EXERCISE SET:
a) According to the passage, to what three things are speculative Theorems and practical Canons in Mathematics reduced by analysis?
b) Pick out each line in the rows that contains the word "blue".

PASSAGE:
|---|

33. There are also two kinds of truths, those of reasoning and those of fact. Truths of reasoning are necessary and their opposite is impossible: truths of fact are contingent and their opposite is possible. When a truth is necessary, its reason can be found by analysis, resolving it into more simple ideas and truths, until we come to those which are primary. (Theod. 170, 174, 189, 280-282, 367. Abrege, Object. 3.)
34. It is thus that in Mathematics speculative Theorems and practical Canons are reduced by analysis to Definitions, Axioms and Postulates.
35. In short, there are simple ideas, of which no definition can be given; there are also axioms and postulates, in a word, primary principles, which cannot be proved, and indeed have no need of proof; and these are identical propositions, whose opposite involves an express contradiction. (Theod. 36, 37, 44, 45, 49, 52, 121-122, 337, 340-344.)
36. But there must also be a sufficient reason for contingent truths or truths of fact, that is to say, for the sequence or connexion of the things which are dispersed throughout the universe of created beings, in which the analyzing into particular reasons might go on into endless detail, because of the immense variety of things in nature and the infinite division of bodies. There is an infinity of present and past forms and motions which go to make up the efficient cause of my present writing; and there is an infinity of minute tendencies and dispositions of my soul, which go to make its final cause.
37. And as all this detail again involves other prior or more detailed contingent things, each of which still needs a similar analysis to yield its reason, we are no further forward: and the sufficient or final reason must be outside of the sequence or series of particular contingent things, however infinite this series may be.
38. Thus the final reason of things must be in a necessary substance, in which the variety of particular changes exists only eminently, as in its source; and this substance we call God. (Theod. 7.)
39. Now as this substance is a sufficient reason of all this variety of particulars, which are also connected together throughout; there is only one God, and this God is sufficient.
40. We may also hold that this supreme substance, which is unique, universal and necessary, nothing outside of it being independent of it,- this substance, which is a pure sequence of possible being, must be illimitable and must contain as much reality as is possible.
41. Whence it follows that God is absolutely perfect; for perfection is nothing but amount of positive reality, in the strict sense, leaving out of account the limits or bounds in things which are limited. And where there are no bounds, that is to say in God, perfection is absolutely infinite. (Theod. 22, Pref. [E. 469 a; G. vi. 27].)
42. It follows also that created beings derive their perfections from the influence of God, but that their imperfections come from their own nature, which is incapable of being without limits. For it is in this that they differ from God. An instance of this original imperfection of created beings may be seen in the natural inertia of bodies. (Theod. 20, 27-30, 153, 167, 377 sqq.)
43. It is farther true that in God there is not only the source of existences but also that of essences, in so far as they are real, that is to say, the source of what is real in the possible. For the understanding of God is the region of eternal truths or of the ideas on which they depend, and without Him there would be nothing real in the possibilities of things, and not only would there be nothing in existence, but nothing would even be possible. (Theod. 20.) 44. For if there is a reality in essences or possibilities, or rather in eternal truths, this reality must needs be founded in something existing and actual, and consequently in the existence of the necessary Being, in whom essence involves existence, or in whom to be possible is to be actual. (Theod. 184-189, 335.)

|---|

Annotation records
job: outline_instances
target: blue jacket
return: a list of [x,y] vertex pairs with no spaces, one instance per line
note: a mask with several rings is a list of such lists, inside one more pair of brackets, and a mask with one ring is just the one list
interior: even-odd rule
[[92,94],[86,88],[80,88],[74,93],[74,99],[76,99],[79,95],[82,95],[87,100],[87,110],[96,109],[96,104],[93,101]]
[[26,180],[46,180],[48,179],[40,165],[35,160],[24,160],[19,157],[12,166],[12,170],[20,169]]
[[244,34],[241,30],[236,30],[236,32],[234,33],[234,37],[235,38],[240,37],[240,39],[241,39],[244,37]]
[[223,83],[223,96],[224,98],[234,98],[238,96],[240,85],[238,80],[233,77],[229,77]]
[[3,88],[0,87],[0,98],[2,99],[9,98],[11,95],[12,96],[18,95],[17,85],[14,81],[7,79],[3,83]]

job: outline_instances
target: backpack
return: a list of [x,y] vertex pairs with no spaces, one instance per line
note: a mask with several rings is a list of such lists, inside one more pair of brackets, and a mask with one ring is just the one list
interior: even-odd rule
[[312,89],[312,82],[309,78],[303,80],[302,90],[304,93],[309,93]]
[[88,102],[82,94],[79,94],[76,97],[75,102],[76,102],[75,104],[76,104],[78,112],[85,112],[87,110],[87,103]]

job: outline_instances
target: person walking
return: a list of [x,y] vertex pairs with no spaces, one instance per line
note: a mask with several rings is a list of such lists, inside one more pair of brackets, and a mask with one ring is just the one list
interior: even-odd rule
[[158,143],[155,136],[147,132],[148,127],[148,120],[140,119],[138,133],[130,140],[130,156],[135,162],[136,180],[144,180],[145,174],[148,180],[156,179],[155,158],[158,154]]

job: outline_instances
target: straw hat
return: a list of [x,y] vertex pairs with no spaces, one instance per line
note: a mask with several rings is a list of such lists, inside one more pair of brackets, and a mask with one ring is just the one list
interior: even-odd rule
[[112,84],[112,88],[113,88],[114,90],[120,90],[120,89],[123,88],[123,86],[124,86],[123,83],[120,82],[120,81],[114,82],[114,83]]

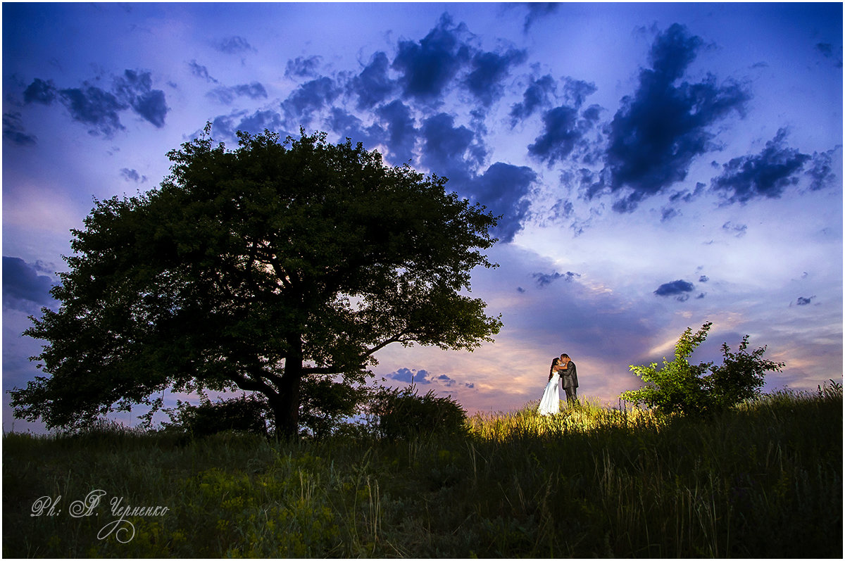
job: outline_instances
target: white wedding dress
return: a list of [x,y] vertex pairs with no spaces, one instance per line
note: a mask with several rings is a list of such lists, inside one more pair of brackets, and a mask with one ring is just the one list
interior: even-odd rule
[[540,399],[540,406],[537,408],[540,415],[554,415],[560,411],[560,395],[559,393],[560,390],[558,384],[559,381],[560,374],[558,373],[552,374],[552,379],[546,384],[542,397]]

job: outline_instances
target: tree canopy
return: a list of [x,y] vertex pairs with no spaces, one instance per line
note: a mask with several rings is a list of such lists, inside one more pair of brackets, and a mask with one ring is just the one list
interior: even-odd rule
[[765,346],[749,354],[748,335],[743,337],[737,352],[731,352],[728,343],[722,344],[721,365],[690,363],[693,351],[707,338],[712,323],[707,322],[695,334],[688,327],[675,344],[674,360],[663,358],[662,368],[658,369],[657,362],[647,367],[631,365],[631,371],[645,384],[623,392],[620,397],[663,413],[702,415],[759,395],[766,373],[780,372],[784,363],[764,359]]
[[25,335],[47,376],[11,390],[19,417],[74,427],[165,389],[267,396],[297,431],[301,381],[362,381],[390,343],[472,351],[499,318],[472,298],[496,218],[446,179],[358,144],[210,127],[168,153],[157,189],[95,201],[69,270]]

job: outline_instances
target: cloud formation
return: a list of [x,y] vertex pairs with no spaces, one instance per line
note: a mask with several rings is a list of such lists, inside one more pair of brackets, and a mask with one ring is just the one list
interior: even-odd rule
[[24,120],[17,112],[3,114],[3,138],[19,146],[31,146],[38,141],[24,128]]
[[617,212],[631,212],[686,178],[693,159],[713,148],[711,126],[731,113],[744,114],[750,95],[739,84],[720,85],[712,75],[679,83],[702,43],[673,25],[651,46],[651,68],[641,70],[637,90],[622,99],[609,125],[608,180],[601,186],[619,197]]
[[[679,280],[660,285],[657,290],[654,291],[654,293],[662,297],[675,297],[679,302],[686,302],[690,298],[690,292],[692,292],[695,288],[695,286],[691,282]],[[703,294],[699,296],[699,297],[703,297]]]
[[399,83],[406,97],[439,103],[446,86],[471,58],[461,35],[463,24],[455,26],[448,14],[418,41],[401,41],[392,67],[400,73]]
[[[798,184],[805,164],[813,157],[786,145],[787,131],[781,128],[760,154],[733,158],[722,166],[711,188],[728,203],[744,204],[752,199],[780,199],[784,190]],[[808,176],[811,188],[819,189],[831,177],[829,155],[816,155]]]
[[24,312],[35,312],[41,306],[55,303],[50,296],[53,280],[39,264],[30,264],[19,257],[3,256],[3,306]]
[[131,108],[158,128],[169,111],[164,92],[152,89],[150,73],[129,69],[113,78],[110,90],[87,83],[59,90],[52,80],[38,78],[24,90],[25,103],[52,105],[55,101],[64,105],[74,121],[90,125],[89,133],[106,137],[125,128],[119,115],[123,111]]

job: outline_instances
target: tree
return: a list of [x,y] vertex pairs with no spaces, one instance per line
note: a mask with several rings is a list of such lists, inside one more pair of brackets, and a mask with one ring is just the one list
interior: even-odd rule
[[706,323],[695,335],[688,327],[675,344],[674,360],[670,362],[663,358],[663,368],[659,370],[657,362],[647,367],[631,365],[631,371],[646,384],[623,392],[620,397],[664,413],[705,414],[759,395],[766,373],[779,372],[784,363],[763,359],[765,346],[749,354],[748,335],[743,337],[736,353],[722,343],[724,361],[721,365],[690,363],[690,357],[706,339],[711,325],[711,322]]
[[408,166],[324,133],[238,133],[168,153],[158,189],[95,201],[69,271],[25,335],[49,376],[11,390],[19,417],[90,422],[166,388],[264,394],[297,431],[303,378],[361,382],[390,343],[472,349],[502,324],[471,298],[496,219]]

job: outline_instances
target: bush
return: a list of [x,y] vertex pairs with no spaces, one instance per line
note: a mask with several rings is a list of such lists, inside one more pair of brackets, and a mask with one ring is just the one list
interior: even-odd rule
[[171,422],[166,429],[185,432],[194,437],[209,436],[227,430],[266,435],[271,418],[264,396],[242,395],[232,400],[218,398],[216,402],[203,400],[199,406],[177,400],[175,409],[166,409]]
[[413,385],[402,389],[378,389],[370,397],[367,417],[373,433],[383,438],[466,430],[466,411],[451,396],[437,397],[431,389],[421,396]]
[[688,327],[675,344],[674,360],[670,362],[664,358],[661,369],[656,362],[647,367],[631,365],[631,371],[646,385],[623,392],[620,397],[663,413],[701,415],[733,407],[759,395],[766,373],[779,372],[784,365],[764,360],[765,346],[749,354],[748,335],[743,337],[735,353],[731,352],[727,343],[722,345],[724,361],[719,366],[712,362],[690,363],[690,356],[706,339],[711,325],[707,322],[695,335]]

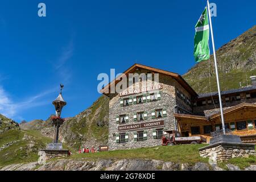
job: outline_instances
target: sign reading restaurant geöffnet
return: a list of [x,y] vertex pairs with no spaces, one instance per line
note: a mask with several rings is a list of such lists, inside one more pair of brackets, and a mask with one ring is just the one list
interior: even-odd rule
[[134,94],[143,92],[150,92],[155,90],[162,89],[163,88],[163,84],[158,84],[156,85],[152,85],[151,86],[146,86],[142,88],[134,89],[132,90],[129,89],[119,93],[119,96],[125,96],[130,94]]
[[156,127],[161,126],[164,126],[164,121],[158,121],[143,123],[119,126],[118,126],[118,131],[134,130],[141,128]]

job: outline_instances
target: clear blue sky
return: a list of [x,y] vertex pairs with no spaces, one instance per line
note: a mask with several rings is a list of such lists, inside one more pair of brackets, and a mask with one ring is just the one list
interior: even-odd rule
[[[136,60],[184,74],[195,64],[194,26],[206,2],[1,1],[0,113],[46,119],[63,82],[62,115],[74,116],[100,97],[99,73]],[[46,17],[38,16],[40,2]],[[212,2],[217,48],[255,24],[255,0]]]

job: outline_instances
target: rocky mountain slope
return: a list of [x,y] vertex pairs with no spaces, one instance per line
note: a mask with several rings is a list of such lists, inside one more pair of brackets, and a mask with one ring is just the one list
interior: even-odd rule
[[51,140],[36,131],[20,130],[17,123],[0,114],[0,166],[36,161],[38,150]]
[[221,168],[216,164],[206,163],[175,163],[159,160],[147,159],[100,159],[96,161],[88,159],[80,160],[60,159],[51,161],[43,165],[36,162],[12,164],[0,171],[256,171],[256,165],[250,165],[243,169],[232,164]]
[[[108,143],[109,99],[102,96],[88,109],[74,117],[65,118],[60,129],[60,140],[78,151],[81,146],[98,147]],[[33,130],[53,139],[51,119],[34,120],[21,124],[23,130]]]
[[[238,88],[240,82],[242,86],[250,84],[250,76],[256,75],[256,26],[222,46],[216,55],[221,90]],[[217,91],[212,55],[183,77],[198,93]]]
[[[250,84],[249,76],[256,75],[255,45],[256,26],[254,26],[217,51],[222,90],[237,88],[240,82],[242,86]],[[217,86],[212,56],[210,62],[205,61],[197,64],[183,76],[198,93],[210,92],[209,76],[210,91],[216,91]],[[77,151],[81,145],[91,147],[106,144],[108,111],[109,99],[102,96],[88,109],[73,117],[65,119],[60,129],[60,139],[73,152]],[[36,161],[38,149],[45,147],[47,143],[52,140],[53,136],[54,129],[51,125],[49,118],[46,121],[36,119],[19,126],[12,119],[0,114],[0,166]],[[58,162],[52,163],[51,166],[52,169],[56,169],[55,166],[59,165]],[[76,162],[64,160],[60,163],[72,166],[72,164],[76,164]],[[105,167],[110,167],[110,169],[112,167],[114,169],[115,167],[113,166],[119,163],[112,160],[108,163],[110,166]],[[86,165],[91,166],[88,169],[99,167],[96,163],[85,164],[85,162],[82,162],[79,164],[78,166],[80,168],[76,169],[81,169],[84,167],[88,168]],[[22,169],[24,166],[18,165],[20,167],[14,166],[13,169],[19,167]],[[37,168],[38,166],[36,166],[34,167]],[[47,166],[42,166],[39,169],[43,170],[48,168],[50,169]],[[126,168],[130,169],[128,167]],[[70,169],[71,168],[62,169]]]

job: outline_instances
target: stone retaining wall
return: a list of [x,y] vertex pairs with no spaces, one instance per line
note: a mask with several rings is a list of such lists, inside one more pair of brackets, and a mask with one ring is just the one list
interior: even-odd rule
[[46,163],[46,160],[53,158],[60,159],[62,158],[68,156],[68,150],[42,149],[39,150],[39,152],[38,152],[38,155],[39,155],[39,158],[38,159],[38,163],[44,164]]
[[254,144],[249,143],[217,143],[199,148],[200,156],[214,162],[225,161],[231,158],[255,155]]

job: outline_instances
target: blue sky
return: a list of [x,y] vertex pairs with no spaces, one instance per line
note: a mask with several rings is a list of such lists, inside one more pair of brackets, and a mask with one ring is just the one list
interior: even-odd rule
[[[38,5],[46,5],[46,17]],[[255,0],[215,0],[216,48],[255,24]],[[206,1],[23,0],[0,2],[0,113],[47,119],[65,85],[62,115],[100,96],[100,73],[135,63],[179,74],[195,64],[194,26]]]

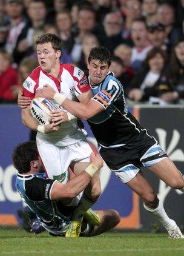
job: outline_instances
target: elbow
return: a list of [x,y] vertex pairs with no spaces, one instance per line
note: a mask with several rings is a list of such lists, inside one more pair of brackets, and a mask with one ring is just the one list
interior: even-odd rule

|---|

ANSWERS TO THE EXERCISES:
a) Definitions, Axioms and Postulates.

b)
target: blue jacket
target: clear blue sky
target: blue sky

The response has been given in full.